Recast every line of the items below as a JSON list of strings, one string per line, leaving out blank lines. Omit the pictures from your answer.

• • • • •

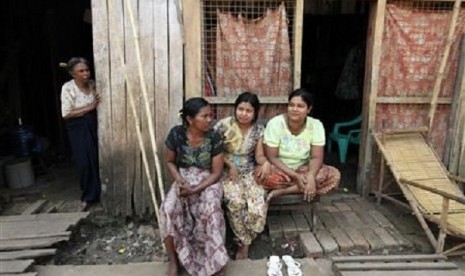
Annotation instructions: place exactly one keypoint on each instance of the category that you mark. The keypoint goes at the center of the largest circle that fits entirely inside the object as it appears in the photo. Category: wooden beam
(443, 225)
(263, 100)
(298, 29)
(411, 100)
(192, 48)
(433, 190)
(442, 66)
(27, 254)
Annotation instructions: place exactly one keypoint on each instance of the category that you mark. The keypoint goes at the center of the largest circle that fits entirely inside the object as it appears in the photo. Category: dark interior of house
(38, 35)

• • • • •

COMPLETE RESPONSE:
[
  "Annotation instructions: place exactly one keypoint on each instance of the category that you mark. The keypoint goes at the center of the largest circle that fits entirely inside the object as it appears in the photo. Category: wooden beam",
  "(443, 225)",
  "(263, 100)",
  "(298, 29)",
  "(411, 100)",
  "(192, 48)",
  "(433, 190)",
  "(442, 66)",
  "(27, 254)",
  "Annotation instructions: place exactly one keypoint on each instance of the category that you mark. The keypoint goes at the center of the largest circle that fits entirely inside the object as it appears in the photo. Category: dark interior of house",
  "(38, 35)"
]